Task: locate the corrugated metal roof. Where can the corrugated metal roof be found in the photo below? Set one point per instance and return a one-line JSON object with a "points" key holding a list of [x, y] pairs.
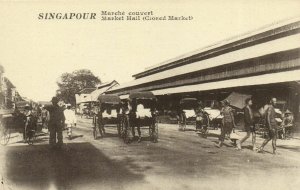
{"points": [[282, 44], [281, 77]]}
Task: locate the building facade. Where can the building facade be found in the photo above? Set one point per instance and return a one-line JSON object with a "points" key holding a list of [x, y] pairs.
{"points": [[263, 63]]}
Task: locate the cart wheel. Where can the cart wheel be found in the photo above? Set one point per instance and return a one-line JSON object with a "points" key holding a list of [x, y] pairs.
{"points": [[5, 135]]}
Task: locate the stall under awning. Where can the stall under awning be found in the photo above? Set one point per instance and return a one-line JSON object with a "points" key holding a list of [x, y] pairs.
{"points": [[287, 76], [237, 99]]}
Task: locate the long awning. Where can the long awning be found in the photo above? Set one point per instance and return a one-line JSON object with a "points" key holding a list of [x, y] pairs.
{"points": [[287, 76], [95, 94], [282, 44], [237, 99]]}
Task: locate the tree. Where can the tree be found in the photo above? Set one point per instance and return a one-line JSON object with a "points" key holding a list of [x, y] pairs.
{"points": [[70, 84]]}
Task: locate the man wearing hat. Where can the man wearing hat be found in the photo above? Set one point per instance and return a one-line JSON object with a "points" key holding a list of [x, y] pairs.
{"points": [[56, 123], [271, 125], [70, 119], [228, 122]]}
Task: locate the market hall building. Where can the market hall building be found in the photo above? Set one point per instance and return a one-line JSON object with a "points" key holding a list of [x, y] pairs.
{"points": [[263, 63]]}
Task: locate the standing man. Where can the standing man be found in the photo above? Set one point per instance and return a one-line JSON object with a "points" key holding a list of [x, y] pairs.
{"points": [[249, 125], [70, 120], [56, 123], [228, 122], [271, 125], [45, 117]]}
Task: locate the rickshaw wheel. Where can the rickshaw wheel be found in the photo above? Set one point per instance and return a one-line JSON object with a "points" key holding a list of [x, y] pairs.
{"points": [[5, 135]]}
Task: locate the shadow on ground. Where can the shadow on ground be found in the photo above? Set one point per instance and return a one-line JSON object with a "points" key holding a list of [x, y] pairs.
{"points": [[76, 166]]}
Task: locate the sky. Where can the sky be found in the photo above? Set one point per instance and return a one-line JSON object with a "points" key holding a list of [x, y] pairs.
{"points": [[36, 52]]}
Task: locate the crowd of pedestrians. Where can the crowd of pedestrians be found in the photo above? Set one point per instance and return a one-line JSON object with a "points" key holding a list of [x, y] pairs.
{"points": [[57, 118]]}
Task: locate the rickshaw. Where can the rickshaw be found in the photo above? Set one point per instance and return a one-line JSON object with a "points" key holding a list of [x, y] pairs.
{"points": [[108, 114], [191, 113], [6, 118], [14, 120], [141, 114], [28, 123]]}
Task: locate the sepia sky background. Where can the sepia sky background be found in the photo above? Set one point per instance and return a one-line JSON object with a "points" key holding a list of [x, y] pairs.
{"points": [[36, 52]]}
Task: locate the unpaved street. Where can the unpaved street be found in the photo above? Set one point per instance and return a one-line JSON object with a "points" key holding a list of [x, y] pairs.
{"points": [[180, 160]]}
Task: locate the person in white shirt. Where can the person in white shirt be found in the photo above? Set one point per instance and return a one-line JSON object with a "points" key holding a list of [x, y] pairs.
{"points": [[70, 120]]}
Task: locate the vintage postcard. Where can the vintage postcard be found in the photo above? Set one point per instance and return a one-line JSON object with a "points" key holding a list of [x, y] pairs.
{"points": [[145, 94]]}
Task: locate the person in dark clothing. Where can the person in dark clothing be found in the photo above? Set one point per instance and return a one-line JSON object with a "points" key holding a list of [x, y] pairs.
{"points": [[56, 123], [228, 122], [249, 125], [271, 125]]}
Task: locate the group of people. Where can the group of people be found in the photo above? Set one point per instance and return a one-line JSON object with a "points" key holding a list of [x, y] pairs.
{"points": [[270, 124], [55, 118], [59, 117]]}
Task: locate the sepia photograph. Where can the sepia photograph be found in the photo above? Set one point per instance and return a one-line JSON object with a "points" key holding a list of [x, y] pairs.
{"points": [[149, 95]]}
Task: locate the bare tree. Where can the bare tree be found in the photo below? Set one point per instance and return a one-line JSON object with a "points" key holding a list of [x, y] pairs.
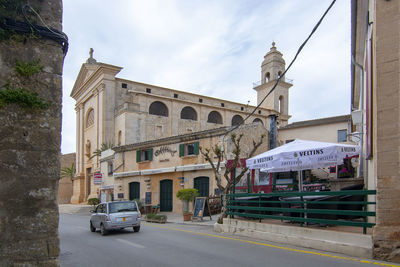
{"points": [[224, 177]]}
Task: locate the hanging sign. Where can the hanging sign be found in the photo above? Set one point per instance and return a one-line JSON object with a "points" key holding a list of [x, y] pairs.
{"points": [[97, 178]]}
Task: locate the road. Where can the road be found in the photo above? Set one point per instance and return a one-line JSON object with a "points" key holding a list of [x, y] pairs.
{"points": [[182, 245]]}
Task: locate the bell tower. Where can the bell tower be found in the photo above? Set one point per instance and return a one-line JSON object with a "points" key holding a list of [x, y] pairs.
{"points": [[272, 68]]}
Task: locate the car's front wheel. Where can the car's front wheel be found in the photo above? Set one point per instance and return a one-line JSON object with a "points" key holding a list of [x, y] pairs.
{"points": [[103, 230], [92, 228]]}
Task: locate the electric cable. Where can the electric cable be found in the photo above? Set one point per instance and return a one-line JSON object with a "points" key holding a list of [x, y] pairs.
{"points": [[290, 65], [28, 27]]}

============================================================

Transcribe the whole listing exactly. Pictures stay out of your copy.

Task: locate the corrugated metal roof. Where can the corrugated metal roof be found in the photo below? Set one point per instance and return a one-line JSON object with a "points" key holding a list of [x, y] pairs.
{"points": [[282, 44], [281, 77]]}
Task: locate the building facade. Where can the building facade be found in the photo above? Set one point per instance and return a one-line JSON object with a "points" key holding a list of [x, y] pairs.
{"points": [[263, 63]]}
Task: locate the cart wheel. Where can the cart wheel be found in the photo above? Set one point per instance and return a one-line JSON object with a "points" key holding a list of [x, y] pairs.
{"points": [[5, 135]]}
Task: locate the stall under awning. Where can the stall under awning be found in the photo above? Set one point per instance and return a one-line JSON object with a "points" key holding a list of [x, y] pairs.
{"points": [[287, 76], [237, 99]]}
Task: locate the long awning. Where can the long awning be found in the photo above? Set one point per instance and return a one-line JSON object with a "points" key holding a list of [x, y] pairs.
{"points": [[287, 76], [95, 94], [282, 44], [237, 99]]}
Task: locate the tree. Where can the tree be found in the photo above? Set one point per instance and return a one-line JSON object with a "points" key holding a list of [x, y] pairs.
{"points": [[70, 84]]}
Task: locate the man wearing hat. Where can the man wearing hat be found in the photo above? Set one point per instance and return a one-line JSON object with a "points" key holding a list of [x, y] pairs.
{"points": [[56, 123], [271, 125], [70, 119], [228, 122]]}
Task: locate the market hall building. Where can the market hall building be found in the photo above? Set one point per instance and return a one-line JSON object with a "points" key holding a list of [x, y] pairs.
{"points": [[263, 63]]}
Task: locate the standing man. Where can the standing man be found in the photo above? Set one point per instance and return a one-line JSON object with a "points" key holding a list of [x, y] pairs.
{"points": [[249, 125], [70, 120], [56, 123], [228, 122], [271, 125], [45, 117]]}
Task: locate the rickshaw wheel. Where can the rickshaw wheel be found in the photo above? Set one point per instance and return a one-line JSON object with a "points" key holding a list of [x, y] pairs.
{"points": [[5, 135]]}
Task: locate the shadow on ground. Where can the shadow on ground be found in the photo above? Set one point per instance and return a one-line JSON object with a "points" key holding a list of [x, y] pairs.
{"points": [[76, 166]]}
Task: locate the sky. Where can the sky be found in the photo above? Set one point per instance and return a one-line JSON object with a "points" key holding a list of [x, y] pairs.
{"points": [[36, 52]]}
Task: locate the crowd of pedestrians. Where can the crowd of pedestrians be found in the photo above? Set one point per instance and return a one-line JSON object with a "points" key holding a list of [x, y] pairs.
{"points": [[57, 118]]}
Task: locate the rickshaw. Where can the rickshaw be found in the photo above? Set one point per instance and return a one-line JSON object with a "points" key holding a list of [x, y] pairs.
{"points": [[108, 114], [191, 113], [6, 118], [14, 120], [141, 114], [28, 123]]}
Task: locate the sepia sky background. Where can the sepia sky background be found in the photo above? Set one point per instance and return a one-line JSON object with a "points" key holding a list of [x, y] pairs.
{"points": [[36, 52]]}
Task: locate the unpaved street. Where can the unpaved street be found in the photo above? Set one point per instance and return a one-line JSON object with a "points" key holding a list of [x, y] pairs.
{"points": [[180, 160]]}
Task: locate the person in white shirt. Where can the person in white shirt be found in the photo above? Set one point per instance and return a one-line JSON object with a "points" key holding a list of [x, y] pairs.
{"points": [[70, 120]]}
Task: locate the vintage postcard. Where can the vintage postcard be found in the photo above? Set one point per instance and return a one-line JSON object with a "points" key holding a list of [x, y] pairs.
{"points": [[145, 94]]}
Task: locate the person in dark clothing. Where can the person in dark clothing be found in the photo above? Set one point per instance and return a one-line JSON object with a "points" key holding a list of [x, y] pairs.
{"points": [[56, 123], [228, 122], [249, 125], [271, 125]]}
Task: locate the group of people. Where can the group of people be found in the photo above? Set one point per instance and return a one-line JSON object with a "points" key holding a list of [x, y] pairs.
{"points": [[270, 124], [55, 118], [59, 117]]}
Task: locate the sepia photograph. Where can the sepia photograph be found in the photo above? Set one point per instance and return a one-line JSON object with a "points" key holding a list of [x, y] pairs.
{"points": [[149, 95]]}
Task: locate the bare tree. Where can the bare tree be found in the photo below? Set one point per instance and return a one-line JSON object with a "points" key holding a list of [x, y] pairs.
{"points": [[224, 177]]}
Task: locate the hanging sign. Where can the hanging sign be found in the photo above? Set one point per instance and return a one-line JSON object with a "points" key holding a list of [x, y] pairs.
{"points": [[97, 178]]}
Task: locate the road. Where can the road be found in the photo above? Set one point per instance and return a one-line JSON object with a "points" key holding a list of [x, y] pairs.
{"points": [[182, 245]]}
Task: locate the bell tower. Where can the bell tower be found in the photo above? Set one point per instance and return a one-line JSON object with a "points" key holding a list of [x, y] pairs.
{"points": [[272, 68]]}
Task: locate the car's front wheel. Where can the car's front wheel be found in the photo above? Set one point per instance and return a one-line JSON object with a "points" key holding a list of [x, y] pairs.
{"points": [[103, 230], [92, 228]]}
Task: locate the electric cable. Where can the electric cable be found in the photo above? Set one point per instance and return a one-line JSON object with a "points" key holding a list of [x, y] pairs.
{"points": [[290, 65], [28, 27]]}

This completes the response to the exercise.